Written instruction 1 -
In the external-sort excerpt, reproduce the stretch from "For the purposes" through "determined, as follows.", substituting "RAM" for "random access memory".
Written instruction 2 -
Summarize the external-sort excerpt in three sentences.

BEGIN Page text

As discussed above, the number of available floating buffers 230 needed to achieve full parallelism between the forecasting program 226 and the merge program 228 is equal to twice the number of runs to be merged (n_runs). Thus, the memory requirements to satisfy latency reduction and to provide full parallelism may be expressed as:

M=(2×n_runs)×(N×B).

The following example examines the Hitachi Deskstar 180GXP hard disk drive (Model IC35L180AVV207-I), which has the following specifications.

Hitachi Deskstar 180GXP
Hard Drive Specifications
Specification                Value
Latency average (ms)         4.17
Average seek time (ms)       8.80
Sustained data rate (MB/sec) 29 to 56

The latency average in the above hard drive specifications refers to average rotational latency, which is the amount of time required for the disk to complete half a rotation. The Hitachi Deskstar 180×P rotates at 7200 rpm, yielding an average rotational latency (r) of 4.17 ms. The average seek time is also referred to as average positional latency (s). Using the smaller value of the specified sustained data rate range, 29 MB/s, yields a transfer rate (ρ) of 30,408,704 bytes per second (with 1 MB=2²⁰ bytes). The derived parameters of the Hitachi Deskstar 180GXP hard drive are as follows:

Hitachi Deskstar 180GXP
Derived Hardware Parameters
Parameter                Value
Positional latency (s)   0.00417
Rotational Latency (r)   0.00880
Disk Latency (L = s + r) 0.01297
Disk transfer rate (ρ)   30,408,704

For the purposes of this example, assume that a 128 MB data set is being sorted using 32 MB of random access memory. Further assume that the first phase of the external sorting process (e.g., the creation of the sorted runs) resulted in 4 sorted runs of 64 KB blocks. Then, if a percentage latency cap, Q, of 10% is desired, the sorting dimensions are as follows.

Sorting Dimensions
Dimension                     Value
File size (bytes) (F)         134,217,728
Block size (bytes) (B)        65,536
Number of sorted runs (nruns) 4
Percentage latency cap (Q)    10%

Using these parameters, the number of blocks 232 per floating buffer 231 that will satisfy a 10% latency cap (Q) may be determined, as follows.

$N=\lceil \frac{\rho L\left(\frac{100}{Q}-1\right)}{B}\rceil =\lceil \frac{30408704\times 0.01297\left(\frac{100}{10}-1\right)}{65536}\rceil =55.$

With reference now to FIGS. 3A-3C, a block diagram is provided to illustrate an example operation of a data sorting system. FIG. 3A illustrates an example of sorted runs stored in a data storage device. FIG. 3B illustrates the operation of a forecasting program and a merge program during a merge. FIG. 3C illustrates the operation of a forecasting program to replace floating buffers depleted by a merge program during the merge. This example illustrates just one of many ways to implement a merge program and a forecast program. In this example, merge operations and forecast operations are respectively performed by a merge thread 302 and a forecast thread 300 in a multi-thread environment.

END Page text
BEGIN Given data

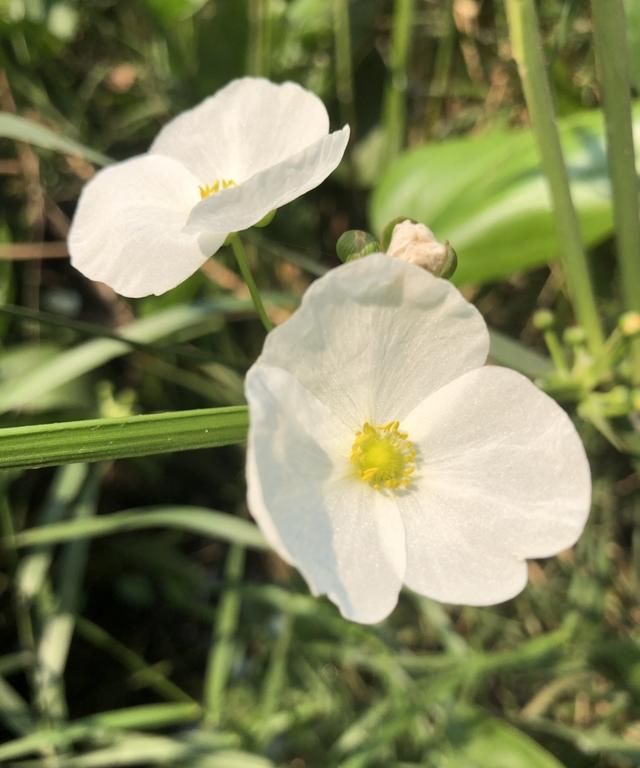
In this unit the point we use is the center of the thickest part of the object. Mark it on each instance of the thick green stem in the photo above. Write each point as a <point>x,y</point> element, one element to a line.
<point>46,445</point>
<point>609,27</point>
<point>527,50</point>
<point>395,107</point>
<point>245,271</point>
<point>222,647</point>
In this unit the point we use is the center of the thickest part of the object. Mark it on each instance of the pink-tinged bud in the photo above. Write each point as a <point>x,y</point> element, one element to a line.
<point>415,243</point>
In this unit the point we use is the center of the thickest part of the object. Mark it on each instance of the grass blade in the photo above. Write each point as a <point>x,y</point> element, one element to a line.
<point>204,522</point>
<point>22,129</point>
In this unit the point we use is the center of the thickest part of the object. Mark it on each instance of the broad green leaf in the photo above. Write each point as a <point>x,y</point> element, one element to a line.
<point>488,197</point>
<point>20,391</point>
<point>478,741</point>
<point>205,522</point>
<point>90,440</point>
<point>22,129</point>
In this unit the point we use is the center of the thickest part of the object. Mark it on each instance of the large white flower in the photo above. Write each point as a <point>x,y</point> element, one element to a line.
<point>144,225</point>
<point>382,451</point>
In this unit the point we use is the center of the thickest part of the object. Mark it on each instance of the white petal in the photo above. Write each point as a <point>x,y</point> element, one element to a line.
<point>502,477</point>
<point>346,539</point>
<point>374,337</point>
<point>243,206</point>
<point>127,229</point>
<point>248,126</point>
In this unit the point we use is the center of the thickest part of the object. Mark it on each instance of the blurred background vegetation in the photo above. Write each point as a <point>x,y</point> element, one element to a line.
<point>164,643</point>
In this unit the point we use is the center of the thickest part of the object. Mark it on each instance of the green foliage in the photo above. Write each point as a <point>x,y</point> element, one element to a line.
<point>490,198</point>
<point>141,626</point>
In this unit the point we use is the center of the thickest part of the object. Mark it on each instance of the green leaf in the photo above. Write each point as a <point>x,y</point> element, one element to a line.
<point>512,353</point>
<point>487,195</point>
<point>22,129</point>
<point>44,445</point>
<point>478,741</point>
<point>205,522</point>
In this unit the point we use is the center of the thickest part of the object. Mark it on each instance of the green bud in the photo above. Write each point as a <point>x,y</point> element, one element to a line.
<point>629,324</point>
<point>543,320</point>
<point>356,243</point>
<point>574,336</point>
<point>617,397</point>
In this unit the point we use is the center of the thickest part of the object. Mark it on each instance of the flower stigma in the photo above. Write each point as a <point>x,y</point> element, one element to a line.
<point>383,456</point>
<point>206,190</point>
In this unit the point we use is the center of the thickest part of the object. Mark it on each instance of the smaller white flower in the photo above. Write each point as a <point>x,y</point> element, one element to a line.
<point>146,224</point>
<point>382,451</point>
<point>416,243</point>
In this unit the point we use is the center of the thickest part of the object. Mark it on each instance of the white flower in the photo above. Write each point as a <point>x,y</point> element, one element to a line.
<point>144,225</point>
<point>382,451</point>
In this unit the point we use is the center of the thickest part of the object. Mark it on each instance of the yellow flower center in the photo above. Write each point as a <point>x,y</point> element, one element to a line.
<point>383,456</point>
<point>206,190</point>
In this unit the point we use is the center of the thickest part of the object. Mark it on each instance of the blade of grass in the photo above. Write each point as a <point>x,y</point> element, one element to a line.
<point>145,674</point>
<point>610,36</point>
<point>52,649</point>
<point>32,570</point>
<point>90,440</point>
<point>17,393</point>
<point>22,129</point>
<point>395,107</point>
<point>275,676</point>
<point>14,710</point>
<point>147,716</point>
<point>205,522</point>
<point>527,50</point>
<point>222,646</point>
<point>507,351</point>
<point>344,69</point>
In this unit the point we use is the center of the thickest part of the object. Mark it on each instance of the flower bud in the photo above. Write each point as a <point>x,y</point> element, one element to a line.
<point>629,324</point>
<point>356,243</point>
<point>415,243</point>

END Given data

Written solution 1 -
For the purposes of this example, assume that a 128 MB data set is being sorted using 32 MB of RAM. Further assume that the first phase of the external sorting process (e.g., the creation of the sorted runs) resulted in 4 sorted runs of 64 KB blocks. Then, if a percentage latency cap, Q, of 10% is desired, the sorting dimensions are as follows.

Sorting Dimensions
Dimension                     Value
File size (bytes) (F)         134,217,728
Block size (bytes) (B)        65,536
Number of sorted runs (nruns) 4
Percentage latency cap (Q)    10%

Using these parameters, the number of blocks 232 per floating buffer 231 that will satisfy a 10% latency cap (Q) may be determined, as follows.

Written solution 2 -
The memory needed for full parallelism between the forecasting and merge programs is twice the number of runs to be merged, times the number of blocks per floating buffer, times the block size. A worked example derives disk parameters for a Hitachi Deskstar 180GXP drive and applies them to a 128 MB data set sorted with 32 MB of memory into 4 sorted runs of 64 KB blocks. With a 10% latency cap, this yields 55 blocks per floating buffer, and the excerpt then introduces FIGS. 3A-3C, in which merge and forecast threads carry out the merge in a multi-thread environment.